DETAILED ACTION
Notice of Pre-AIA or AIA Status
The present application, filed on or after March 16, 2013, is being examined under the first inventor to file provisions of the AIA .
Information Disclosure Statement
The information disclosure statements (IDS) submitted on March 12, 2024, June 19, 2024 and July 19, 2024 are in compliance with the provisions of 37 CFR 1.97. Accordingly, the information disclosure statements have been considered by the examiner.
CLAIM INTERPRETATION
The following is a quotation of 35 U.S.C. 112(f):
(f) Element in Claim for a Combination. – An element in a claim for a combination may be expressed as a means or step for performing a specified function without the recital of structure, material, or acts in support thereof, and such claim shall be construed to cover the corresponding structure, material, or acts described in the specification and equivalents thereof.
The following is a quotation of pre-AIA 35 U.S.C. 112, sixth paragraph:
An element in a claim for a combination may be expressed as a means or step for performing a specified function without the recital of structure, material, or acts in support thereof, and such claim shall be construed to cover the corresponding structure, material, or acts described in the specification and equivalents thereof.
The claims in this application are given their broadest reasonable interpretation using the plain meaning of the claim language in light of the specification as it would be understood by one of ordinary skill in the art. The broadest reasonable interpretation of a claim element (also commonly referred to as a claim limitation) is limited by the description in the specification when 35 U.S.C. 112(f) or pre-AIA 35 U.S.C. 112, sixth paragraph, is invoked.
As explained in MPEP 2181, subsection I, claim limitations that meet the following three-prong test will be interpreted under 35 U.S.C. 112(f) or pre-AIA 35 U.S.C. 112, sixth paragraph:
(A) the claim limitation uses the term “means” or “step” or a term used as a substitute for “means” that is a generic placeholder (also called a nonce term or a non-structural term having no specific structural meaning) for performing the claimed function;
(B) the term “means” or “step” or the generic placeholder is modified by functional language, typically, but not always linked by the transition word “for” (e.g., “means for”) or another linking word or phrase, such as "configured to" or "so that"; and
(C) the term “means” or “step” or the generic placeholder is not modified by sufficient structure, material, or acts for performing the claimed function.

Material shown
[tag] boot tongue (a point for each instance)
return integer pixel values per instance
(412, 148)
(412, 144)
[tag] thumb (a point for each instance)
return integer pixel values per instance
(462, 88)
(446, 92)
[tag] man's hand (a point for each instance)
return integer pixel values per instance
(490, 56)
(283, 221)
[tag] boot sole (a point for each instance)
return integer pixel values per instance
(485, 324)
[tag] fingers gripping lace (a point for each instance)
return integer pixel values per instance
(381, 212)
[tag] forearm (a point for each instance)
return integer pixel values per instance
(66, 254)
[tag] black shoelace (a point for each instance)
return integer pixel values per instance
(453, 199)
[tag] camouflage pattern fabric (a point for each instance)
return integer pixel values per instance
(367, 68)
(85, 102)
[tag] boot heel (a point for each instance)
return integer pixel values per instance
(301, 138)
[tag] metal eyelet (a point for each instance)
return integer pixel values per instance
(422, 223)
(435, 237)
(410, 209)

Problems and tasks
- a) Answer from the office action excerpt:
(i) The application was filed on or after what date?
(ii) On which dates were the information disclosure statements submitted?
(iii) Which MPEP section and subsection explains the three-prong test?
- b) Quote the office action excerpt from "DETAILED ACTION" up to and including "by the examiner.".
Rely only on the office action excerpt.

Responses in order
- a)
(i) March 16, 2013
(ii) March 12, 2024, June 19, 2024 and July 19, 2024
(iii) MPEP 2181, subsection I

- b)
DETAILED ACTION
Notice of Pre-AIA or AIA Status
The present application, filed on or after March 16, 2013, is being examined under the first inventor to file provisions of the AIA .
Information Disclosure Statement
The information disclosure statements (IDS) submitted on March 12, 2024, June 19, 2024 and July 19, 2024 are in compliance with the provisions of 37 CFR 1.97. Accordingly, the information disclosure statements have been considered by the examiner.